Copia tal cual, del texto sobre viajes de aventura en México, el fragmento que va desde "Sin embargo, los" hasta "turistas, encendió alarmas.", incluido este último.

● **Texto del documento**
========================================
Una cosa lleva a otra y México es un lugar extraordinario para casi todo tipo de actividades al aire libre: montañismo, escalada en roca, trekking, bicicleta de montaña, motociclismo, descenso en ríos en kayak o en balsa, kayak de mar, espeleología, ecoturismo, turismo cultural, etc. Viviendo en México y apasionado de la montaña, era muy difícil no dar un paso hacia otros deportes de aventura.

Las sirenas, simplemente ampliaron su repertorio. Así es que, poco tiempo después, empecé a trabajar para una compañía de Fairbanks, Alaska, organizando y guiando treks en México, en la Barranca del Cobre; viajes en kayak en el Mar de Cortés o entre las ballenas grises, en Bahía Magdalena; descensos en balsas por el Usumacinta y viajes en kayak de mar por los cayos del arrecife del coral de Belice, en el Caribe.

El lado fácil

¿Qué más podía yo pedirle a la vida? Veintitantos años, soltero y trabajando en lo que más me gustaba; ¡viajes exóticos y deportes de aventura! ¡Sí, sí, de acuerdo! No era yo precisamente millonario, pero me alcanzaba para invitar a alguna chamaquita o ir de juerga con amigos. Además, esa vida era perfectamente compatible con mi otra pasión: la fotografía. Así, comencé a colaborar con algunas publicaciones, mexicanas y extranjeras, especializadas en viajes y naturaleza. ¡Todo era miel sobre hojuelas!

Sin embargo, los viajes de aventura a veces nos deparan sorpresas desagradables. En una ocasión, explorando un sistema de ríos subterráneos en la Sierra Zongolica, estuvimos cerca de ser linchados en un pequeño pueblo de la zona cañera, cercana a Córdoba, Veracruz. Unas semanas antes de nuestra llegada, tuvieron lugar algunos secuestros de niños y mujeres en la zona. La aparición de unos desconocidos en una región donde jamás ha habido turistas, encendió alarmas.
========================================
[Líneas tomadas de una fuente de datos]
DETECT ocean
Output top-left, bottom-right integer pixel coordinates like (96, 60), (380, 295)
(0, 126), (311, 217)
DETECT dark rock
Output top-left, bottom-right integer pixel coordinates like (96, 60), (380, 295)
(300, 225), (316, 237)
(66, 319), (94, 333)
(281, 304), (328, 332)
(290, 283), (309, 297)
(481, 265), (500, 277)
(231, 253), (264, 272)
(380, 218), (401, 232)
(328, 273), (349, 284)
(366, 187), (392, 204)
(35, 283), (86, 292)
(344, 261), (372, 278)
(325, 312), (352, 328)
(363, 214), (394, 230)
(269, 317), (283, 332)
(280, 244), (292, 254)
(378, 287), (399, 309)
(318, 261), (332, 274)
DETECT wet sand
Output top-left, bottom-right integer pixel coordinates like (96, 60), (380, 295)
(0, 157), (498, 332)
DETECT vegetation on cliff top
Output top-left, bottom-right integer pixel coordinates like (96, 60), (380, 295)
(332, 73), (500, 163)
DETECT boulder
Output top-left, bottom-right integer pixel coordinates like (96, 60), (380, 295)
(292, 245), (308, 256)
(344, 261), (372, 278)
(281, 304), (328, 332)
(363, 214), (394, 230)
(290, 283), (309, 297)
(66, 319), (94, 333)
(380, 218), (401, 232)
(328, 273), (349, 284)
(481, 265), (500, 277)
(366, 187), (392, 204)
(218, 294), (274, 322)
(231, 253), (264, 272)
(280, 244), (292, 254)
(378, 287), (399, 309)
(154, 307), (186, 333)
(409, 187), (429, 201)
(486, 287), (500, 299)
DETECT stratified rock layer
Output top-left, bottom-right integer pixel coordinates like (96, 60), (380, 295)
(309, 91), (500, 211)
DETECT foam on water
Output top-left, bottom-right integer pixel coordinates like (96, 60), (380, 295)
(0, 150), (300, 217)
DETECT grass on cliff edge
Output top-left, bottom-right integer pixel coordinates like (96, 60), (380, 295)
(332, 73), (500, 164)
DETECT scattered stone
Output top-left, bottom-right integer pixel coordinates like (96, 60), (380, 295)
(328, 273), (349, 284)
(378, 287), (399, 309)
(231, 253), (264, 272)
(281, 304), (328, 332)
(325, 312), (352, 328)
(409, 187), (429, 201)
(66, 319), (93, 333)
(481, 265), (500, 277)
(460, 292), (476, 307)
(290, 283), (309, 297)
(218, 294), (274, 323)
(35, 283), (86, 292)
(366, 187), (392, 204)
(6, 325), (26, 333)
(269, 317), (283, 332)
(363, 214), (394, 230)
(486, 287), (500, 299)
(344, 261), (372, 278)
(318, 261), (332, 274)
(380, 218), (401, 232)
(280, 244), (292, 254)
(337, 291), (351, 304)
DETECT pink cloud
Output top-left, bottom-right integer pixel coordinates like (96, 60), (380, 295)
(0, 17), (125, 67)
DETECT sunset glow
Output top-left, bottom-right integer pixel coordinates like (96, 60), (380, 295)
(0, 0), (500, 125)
========================================
● **Respuesta correcta**
Sin embargo, los viajes de aventura a veces nos deparan sorpresas desagradables. En una ocasión, explorando un sistema de ríos subterráneos en la Sierra Zongolica, estuvimos cerca de ser linchados en un pequeño pueblo de la zona cañera, cercana a Córdoba, Veracruz. Unas semanas antes de nuestra llegada, tuvieron lugar algunos secuestros de niños y mujeres en la zona. La aparición de unos desconocidos en una región donde jamás ha habido turistas, encendió alarmas.